_Challenge_:
Count the lines below that contain the word "green" and give only that number.
--- START OF Excerpted records ---
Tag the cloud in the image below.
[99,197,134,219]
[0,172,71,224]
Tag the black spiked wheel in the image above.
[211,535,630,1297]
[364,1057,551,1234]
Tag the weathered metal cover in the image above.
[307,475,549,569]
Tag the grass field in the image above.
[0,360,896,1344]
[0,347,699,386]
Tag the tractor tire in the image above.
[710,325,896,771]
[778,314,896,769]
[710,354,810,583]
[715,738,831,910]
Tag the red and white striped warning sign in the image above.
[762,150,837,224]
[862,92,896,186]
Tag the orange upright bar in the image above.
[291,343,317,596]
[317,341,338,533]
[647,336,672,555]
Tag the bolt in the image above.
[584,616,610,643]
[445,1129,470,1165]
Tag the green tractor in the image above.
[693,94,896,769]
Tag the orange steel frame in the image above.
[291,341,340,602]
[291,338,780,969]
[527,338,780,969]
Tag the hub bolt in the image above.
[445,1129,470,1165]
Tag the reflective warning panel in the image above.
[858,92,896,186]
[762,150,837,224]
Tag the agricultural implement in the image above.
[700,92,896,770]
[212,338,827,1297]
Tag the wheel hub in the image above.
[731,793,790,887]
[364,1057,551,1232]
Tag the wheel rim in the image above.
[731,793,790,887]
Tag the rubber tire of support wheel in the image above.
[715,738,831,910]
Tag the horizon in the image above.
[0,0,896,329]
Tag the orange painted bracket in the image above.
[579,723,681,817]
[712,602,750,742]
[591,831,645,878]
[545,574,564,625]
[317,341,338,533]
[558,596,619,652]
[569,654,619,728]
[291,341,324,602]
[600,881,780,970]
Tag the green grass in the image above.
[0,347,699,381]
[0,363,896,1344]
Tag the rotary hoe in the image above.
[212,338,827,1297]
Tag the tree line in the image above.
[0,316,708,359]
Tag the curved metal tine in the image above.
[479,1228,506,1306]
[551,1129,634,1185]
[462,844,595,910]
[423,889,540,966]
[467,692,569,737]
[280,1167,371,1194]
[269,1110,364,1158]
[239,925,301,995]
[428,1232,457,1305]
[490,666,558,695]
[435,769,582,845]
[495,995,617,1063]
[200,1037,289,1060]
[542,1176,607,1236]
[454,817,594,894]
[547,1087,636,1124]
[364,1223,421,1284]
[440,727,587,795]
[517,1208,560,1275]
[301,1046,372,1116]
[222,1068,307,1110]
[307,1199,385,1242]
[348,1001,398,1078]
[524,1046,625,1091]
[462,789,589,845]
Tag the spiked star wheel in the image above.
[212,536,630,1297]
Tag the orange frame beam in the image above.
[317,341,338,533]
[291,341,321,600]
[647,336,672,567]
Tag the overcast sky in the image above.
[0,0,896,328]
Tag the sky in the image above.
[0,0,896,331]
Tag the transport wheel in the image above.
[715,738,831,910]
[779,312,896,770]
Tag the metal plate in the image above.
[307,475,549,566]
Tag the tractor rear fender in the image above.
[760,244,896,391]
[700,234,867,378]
--- END OF Excerpted records ---
_Correct result_:
2